ЗАДАНИЕ 1 →
Ответьте по фрагменту документа:
(a) Какая отечественная порода лошадей вымерла, несмотря на прилив крови клайдесдалей?
(b) В каком журнале и в номере за какой год была найдена статья Кольцова о «мышлении лошадей»?
(c) Какую кличку носил орловский рысак, которого научили выстукивать копытами азбуку Морзе?

◆ ◆ ◆ ◆ ◆ ◆ ◆

Но что значит улучшать людей? Вывести хорошую лошадь, кажется, само собой ясно, и то вопрос непростой. «Как улучшать? – ипполог Кулешов спрашивал желавших улучшить крестьянского Савраску. – Можно ли улучшить безотказного работягу, который отличается нетребовательностью к условиям содержания, удовлетворяясь минимальными кормами?» Действительно, отечественная порода воронежских тяжеловозов, улучшенных приливом крови клайдесдалей, вымерла: хотя лошади стали крупнее и сильнее, однако не выживали при бескормице. Во всяком случае конская порода оценивается по назначению: в хомуте ходить или скакать под седлом, а по каким критериям выводить хорошего человека? От вопроса автор американской книги не уклоняется: «Русские энтузиасты улучшения природы человеческой разделяли, подобно Кольцову, основные положения международной евгеники, особенно немецкой, хотя было бы преувеличением видеть в них пред-нац-социалистов». Всё же научные воззрения сближали естествоиспытателей двух стран. «Кольцов и его последователи, – пишет автор, – склонны были прибегнуть к самым крайним евгеническим мерам, исходя из предвзятых представлений о ценности человеческих существ».
У деда-воздухоплавателя хранился журнал «Природа», там печаталось о летании птиц, а я в номере за 1913-й год нашел статью Кольцова о «мышлении лошадей». Прочел и книжку его ученицы Ладыгиной-Котс Надежды Николаевны, ту самую книжку, которую Бабель взял почитать у наездника Щельцына и не успел вернуть – арестовали. Подтверждением лошадиного мышления служила проделка немца, научившего орловского рысака по кличке «Умный Ганс» выстукивать копытами Азбуку Морзе. Умствования рысака оказались хорошо поставленным цирковым номером. Феномен Умного Ганса как будто бы пример животного мышления известный физик Китайгородский определил словом русско-иностранным из «Трех сестер» – гепуха, чепуха.

◆ ◆ ◆ ◆ ◆ ◆ ◆

ЗАДАНИЕ 2 → Перепишите записи ниже от самого начала вниз до строки с "x=408 y=135" включительно, заменив "photo above" на "image above" и ничего больше не меняя. Картинки в ответ не включайте.

◆ ◆ ◆ ◆ ◆ ◆ ◆

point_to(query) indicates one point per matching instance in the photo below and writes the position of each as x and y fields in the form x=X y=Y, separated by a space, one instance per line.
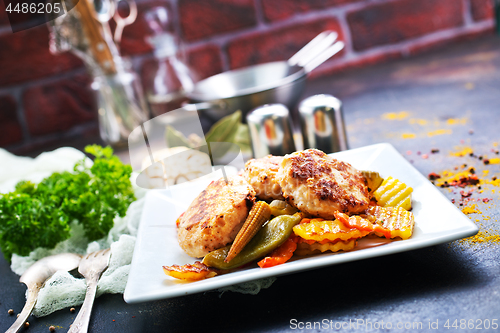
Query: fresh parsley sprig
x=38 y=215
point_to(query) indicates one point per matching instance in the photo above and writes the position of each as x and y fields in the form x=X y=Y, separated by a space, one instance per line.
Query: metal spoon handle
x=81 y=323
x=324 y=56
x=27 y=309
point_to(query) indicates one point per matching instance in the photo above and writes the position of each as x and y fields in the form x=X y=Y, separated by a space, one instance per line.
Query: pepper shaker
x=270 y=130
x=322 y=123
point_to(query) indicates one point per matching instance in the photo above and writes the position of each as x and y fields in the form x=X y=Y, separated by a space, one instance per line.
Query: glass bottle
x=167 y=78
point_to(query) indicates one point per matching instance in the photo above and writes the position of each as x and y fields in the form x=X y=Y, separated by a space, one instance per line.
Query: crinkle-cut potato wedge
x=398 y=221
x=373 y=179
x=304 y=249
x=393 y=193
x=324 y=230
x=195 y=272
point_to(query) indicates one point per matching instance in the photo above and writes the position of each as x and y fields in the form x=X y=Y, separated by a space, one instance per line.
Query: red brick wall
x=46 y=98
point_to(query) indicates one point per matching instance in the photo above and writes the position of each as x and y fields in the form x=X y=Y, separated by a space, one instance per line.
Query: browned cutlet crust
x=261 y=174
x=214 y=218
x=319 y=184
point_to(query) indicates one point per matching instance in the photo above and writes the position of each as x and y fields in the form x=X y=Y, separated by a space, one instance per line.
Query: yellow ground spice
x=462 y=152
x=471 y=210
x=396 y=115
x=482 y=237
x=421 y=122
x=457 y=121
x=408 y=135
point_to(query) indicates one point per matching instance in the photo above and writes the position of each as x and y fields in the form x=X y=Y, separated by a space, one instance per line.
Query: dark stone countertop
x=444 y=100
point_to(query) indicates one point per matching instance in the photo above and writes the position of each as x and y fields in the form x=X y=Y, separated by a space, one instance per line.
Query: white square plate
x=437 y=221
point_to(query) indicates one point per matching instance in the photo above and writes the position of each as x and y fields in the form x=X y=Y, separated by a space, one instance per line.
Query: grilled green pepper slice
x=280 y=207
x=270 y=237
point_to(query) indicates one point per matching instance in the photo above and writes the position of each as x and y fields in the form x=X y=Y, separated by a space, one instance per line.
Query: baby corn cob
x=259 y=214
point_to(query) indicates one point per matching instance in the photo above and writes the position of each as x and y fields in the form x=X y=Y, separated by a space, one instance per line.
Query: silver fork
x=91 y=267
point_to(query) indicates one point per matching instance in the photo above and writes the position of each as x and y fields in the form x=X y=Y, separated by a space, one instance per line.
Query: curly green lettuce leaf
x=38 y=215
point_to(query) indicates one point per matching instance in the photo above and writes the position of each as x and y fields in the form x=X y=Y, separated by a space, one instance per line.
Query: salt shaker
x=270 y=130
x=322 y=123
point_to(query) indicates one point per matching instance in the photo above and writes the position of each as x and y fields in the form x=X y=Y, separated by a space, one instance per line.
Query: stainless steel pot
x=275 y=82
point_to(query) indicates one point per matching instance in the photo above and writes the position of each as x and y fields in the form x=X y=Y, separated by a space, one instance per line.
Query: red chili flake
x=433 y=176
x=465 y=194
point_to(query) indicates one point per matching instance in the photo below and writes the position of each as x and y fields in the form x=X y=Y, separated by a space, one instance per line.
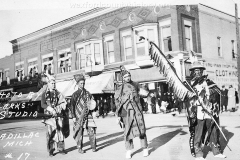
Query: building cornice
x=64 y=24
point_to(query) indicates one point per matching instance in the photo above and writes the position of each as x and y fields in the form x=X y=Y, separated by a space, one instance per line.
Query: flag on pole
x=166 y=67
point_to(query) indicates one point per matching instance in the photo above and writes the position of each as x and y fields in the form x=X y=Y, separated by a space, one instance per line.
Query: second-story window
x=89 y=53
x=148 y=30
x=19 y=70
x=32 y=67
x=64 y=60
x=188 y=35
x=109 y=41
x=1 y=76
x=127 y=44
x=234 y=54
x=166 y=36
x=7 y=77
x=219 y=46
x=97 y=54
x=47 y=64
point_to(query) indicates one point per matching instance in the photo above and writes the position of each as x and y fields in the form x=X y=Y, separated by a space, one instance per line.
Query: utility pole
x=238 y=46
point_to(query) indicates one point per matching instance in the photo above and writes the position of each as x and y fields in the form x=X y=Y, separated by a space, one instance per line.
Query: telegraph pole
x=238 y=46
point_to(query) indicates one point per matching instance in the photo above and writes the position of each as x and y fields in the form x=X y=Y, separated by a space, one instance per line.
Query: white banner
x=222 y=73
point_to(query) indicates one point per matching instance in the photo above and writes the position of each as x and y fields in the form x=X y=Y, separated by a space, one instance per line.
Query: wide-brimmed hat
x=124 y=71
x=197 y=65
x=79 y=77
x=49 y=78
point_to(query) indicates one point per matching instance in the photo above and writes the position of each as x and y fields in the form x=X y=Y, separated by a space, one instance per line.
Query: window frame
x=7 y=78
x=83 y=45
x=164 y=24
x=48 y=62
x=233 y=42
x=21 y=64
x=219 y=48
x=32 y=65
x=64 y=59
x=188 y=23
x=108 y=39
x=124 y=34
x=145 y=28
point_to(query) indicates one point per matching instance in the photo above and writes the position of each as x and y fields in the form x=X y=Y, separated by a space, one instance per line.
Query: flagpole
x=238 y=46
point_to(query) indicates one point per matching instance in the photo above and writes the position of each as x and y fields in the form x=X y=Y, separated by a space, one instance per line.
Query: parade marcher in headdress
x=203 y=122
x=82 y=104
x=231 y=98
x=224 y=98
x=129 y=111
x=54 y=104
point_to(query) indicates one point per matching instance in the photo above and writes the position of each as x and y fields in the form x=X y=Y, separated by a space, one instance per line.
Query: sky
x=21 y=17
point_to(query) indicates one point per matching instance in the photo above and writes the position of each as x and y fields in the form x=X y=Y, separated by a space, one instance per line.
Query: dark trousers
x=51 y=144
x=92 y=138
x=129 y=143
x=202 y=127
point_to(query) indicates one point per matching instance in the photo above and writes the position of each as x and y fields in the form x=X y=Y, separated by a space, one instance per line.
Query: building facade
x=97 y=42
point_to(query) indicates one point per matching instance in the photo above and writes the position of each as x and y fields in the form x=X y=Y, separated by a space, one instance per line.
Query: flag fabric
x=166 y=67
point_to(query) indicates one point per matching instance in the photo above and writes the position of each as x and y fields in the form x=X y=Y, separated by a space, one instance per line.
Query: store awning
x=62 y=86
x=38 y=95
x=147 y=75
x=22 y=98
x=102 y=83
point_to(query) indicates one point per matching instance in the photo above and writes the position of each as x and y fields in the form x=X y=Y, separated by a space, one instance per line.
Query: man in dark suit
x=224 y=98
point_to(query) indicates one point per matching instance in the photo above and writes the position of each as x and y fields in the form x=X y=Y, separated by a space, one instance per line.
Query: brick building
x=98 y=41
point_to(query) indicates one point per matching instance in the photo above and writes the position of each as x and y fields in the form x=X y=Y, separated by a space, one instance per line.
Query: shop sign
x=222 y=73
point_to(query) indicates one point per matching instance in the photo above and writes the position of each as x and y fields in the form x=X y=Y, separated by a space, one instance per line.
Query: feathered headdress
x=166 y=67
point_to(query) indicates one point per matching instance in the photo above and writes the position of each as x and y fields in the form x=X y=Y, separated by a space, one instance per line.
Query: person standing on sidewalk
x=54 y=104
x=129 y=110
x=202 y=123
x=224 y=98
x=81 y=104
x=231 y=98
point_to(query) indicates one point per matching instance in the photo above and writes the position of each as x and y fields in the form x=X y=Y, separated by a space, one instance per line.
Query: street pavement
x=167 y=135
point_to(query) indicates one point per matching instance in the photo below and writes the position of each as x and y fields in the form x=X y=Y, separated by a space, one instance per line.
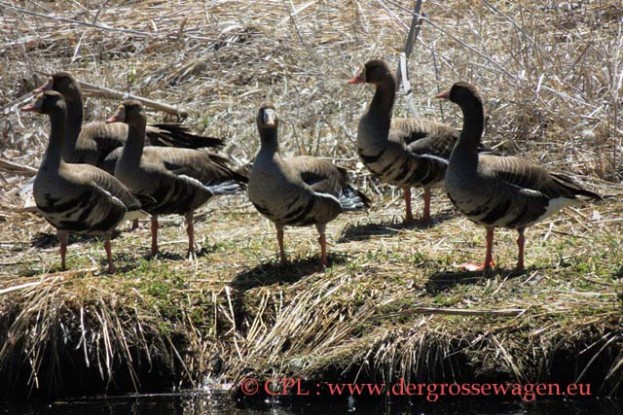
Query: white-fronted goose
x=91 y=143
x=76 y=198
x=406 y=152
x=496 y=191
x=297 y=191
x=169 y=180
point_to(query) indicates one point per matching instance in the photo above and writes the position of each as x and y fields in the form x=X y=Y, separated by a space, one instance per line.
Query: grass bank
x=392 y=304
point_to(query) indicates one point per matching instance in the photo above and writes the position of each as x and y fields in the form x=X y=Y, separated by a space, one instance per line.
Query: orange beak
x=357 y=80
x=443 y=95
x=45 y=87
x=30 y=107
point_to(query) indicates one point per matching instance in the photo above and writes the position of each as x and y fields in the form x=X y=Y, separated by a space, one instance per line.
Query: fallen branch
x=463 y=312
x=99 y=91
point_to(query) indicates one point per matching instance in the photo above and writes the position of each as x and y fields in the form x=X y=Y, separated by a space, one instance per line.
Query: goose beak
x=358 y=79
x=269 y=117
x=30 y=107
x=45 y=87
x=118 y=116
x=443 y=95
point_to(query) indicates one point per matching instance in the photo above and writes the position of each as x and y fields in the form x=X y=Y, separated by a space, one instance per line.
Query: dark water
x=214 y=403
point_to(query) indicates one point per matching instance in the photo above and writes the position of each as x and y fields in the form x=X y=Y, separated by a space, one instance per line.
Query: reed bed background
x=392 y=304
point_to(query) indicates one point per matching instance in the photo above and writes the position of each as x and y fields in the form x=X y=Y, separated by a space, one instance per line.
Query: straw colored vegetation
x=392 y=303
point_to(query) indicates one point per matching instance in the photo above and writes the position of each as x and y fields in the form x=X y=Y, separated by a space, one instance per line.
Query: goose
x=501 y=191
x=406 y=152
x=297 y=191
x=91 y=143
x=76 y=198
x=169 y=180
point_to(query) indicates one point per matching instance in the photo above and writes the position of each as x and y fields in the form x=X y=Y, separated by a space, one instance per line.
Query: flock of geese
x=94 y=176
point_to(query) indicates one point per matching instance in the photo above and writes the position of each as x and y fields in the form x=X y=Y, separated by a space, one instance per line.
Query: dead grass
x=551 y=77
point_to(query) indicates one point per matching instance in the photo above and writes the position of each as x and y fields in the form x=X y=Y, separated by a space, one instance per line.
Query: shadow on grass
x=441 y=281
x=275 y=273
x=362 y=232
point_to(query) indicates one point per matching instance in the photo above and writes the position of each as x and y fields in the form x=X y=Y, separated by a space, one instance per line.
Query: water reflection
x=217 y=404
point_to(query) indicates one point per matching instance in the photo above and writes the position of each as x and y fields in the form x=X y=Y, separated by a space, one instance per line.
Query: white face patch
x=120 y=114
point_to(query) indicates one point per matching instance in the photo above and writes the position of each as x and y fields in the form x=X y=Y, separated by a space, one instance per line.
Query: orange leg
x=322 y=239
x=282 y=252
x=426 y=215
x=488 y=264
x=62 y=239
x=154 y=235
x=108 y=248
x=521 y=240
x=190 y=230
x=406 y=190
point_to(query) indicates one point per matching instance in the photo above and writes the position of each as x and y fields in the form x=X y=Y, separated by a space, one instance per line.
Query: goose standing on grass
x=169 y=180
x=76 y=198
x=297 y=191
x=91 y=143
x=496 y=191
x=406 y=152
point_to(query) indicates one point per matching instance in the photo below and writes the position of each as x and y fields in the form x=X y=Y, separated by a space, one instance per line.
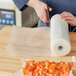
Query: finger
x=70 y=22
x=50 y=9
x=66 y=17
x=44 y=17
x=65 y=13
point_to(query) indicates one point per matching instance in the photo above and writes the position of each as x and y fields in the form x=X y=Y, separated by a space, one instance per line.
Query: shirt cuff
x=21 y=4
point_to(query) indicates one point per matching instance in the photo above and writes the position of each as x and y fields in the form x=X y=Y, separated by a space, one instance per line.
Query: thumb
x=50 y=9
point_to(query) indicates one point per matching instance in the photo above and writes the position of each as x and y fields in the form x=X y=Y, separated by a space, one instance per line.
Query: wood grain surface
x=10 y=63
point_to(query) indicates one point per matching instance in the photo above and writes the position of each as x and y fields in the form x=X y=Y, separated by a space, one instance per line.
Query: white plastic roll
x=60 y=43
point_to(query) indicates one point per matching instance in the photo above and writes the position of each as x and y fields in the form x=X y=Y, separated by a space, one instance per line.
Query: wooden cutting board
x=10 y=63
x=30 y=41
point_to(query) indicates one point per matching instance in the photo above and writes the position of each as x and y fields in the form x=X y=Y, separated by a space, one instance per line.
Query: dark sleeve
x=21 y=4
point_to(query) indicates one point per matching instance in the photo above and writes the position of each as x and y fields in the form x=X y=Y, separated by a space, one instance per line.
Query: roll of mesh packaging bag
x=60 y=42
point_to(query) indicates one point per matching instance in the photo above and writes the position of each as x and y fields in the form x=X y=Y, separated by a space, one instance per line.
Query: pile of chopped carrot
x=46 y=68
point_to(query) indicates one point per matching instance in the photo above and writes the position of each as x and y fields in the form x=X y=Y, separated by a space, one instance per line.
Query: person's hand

◆ ◆ ◆ ◆ ◆ ◆ ◆

ОЖИДАЕМЫЙ ОТВЕТ 1 →
(a) Воронежские тяжеловозы.
(b) В журнале «Природа», в номере за 1913 год.
(c) «Умный Ганс».

ОЖИДАЕМЫЙ ОТВЕТ 2 →
point_to(query) indicates one point per matching instance in the photo below and writes the position of each as x and y fields in the form x=X y=Y, separated by a space, one instance per line.
Query: fresh parsley sprig
x=38 y=215
point_to(query) indicates one point per matching instance in the image above and writes the position of each as x and y fields in the form x=X y=Y, separated by a space, one instance per line.
Query: metal spoon handle
x=81 y=323
x=324 y=56
x=27 y=309
point_to(query) indicates one point per matching instance in the image above and writes the position of each as x and y fields in the form x=X y=Y, separated by a space, one instance per line.
Query: pepper shaker
x=270 y=130
x=322 y=123
point_to(query) indicates one point per matching instance in the image above and writes the position of each as x and y fields in the form x=X y=Y, separated by a space, one instance per line.
Query: glass bottle
x=167 y=78
point_to(query) indicates one point per matching instance in the image above and writes the position of each as x and y fields in the form x=X y=Y, separated by a space, one instance per line.
Query: crinkle-cut potato wedge
x=398 y=221
x=373 y=179
x=304 y=249
x=393 y=193
x=324 y=230
x=195 y=272
point_to(query) indicates one point per matching instance in the image above and writes the position of each as x and y fields in the form x=X y=Y, separated by a space, one instance per line.
Query: red brick wall
x=46 y=98
point_to(query) indicates one point per matching instance in the image above and writes the position of each as x and y fields in the form x=X y=Y, separated by a space, one instance per line.
Query: browned cutlet crust
x=261 y=174
x=214 y=218
x=319 y=184
point_to(query) indicates one point per matching instance in the image above and writes the position of each as x and y fields in the form x=X y=Y, separated by a space, one instance per line.
Query: yellow ground spice
x=462 y=152
x=471 y=210
x=396 y=115
x=482 y=237
x=421 y=122
x=457 y=121
x=408 y=135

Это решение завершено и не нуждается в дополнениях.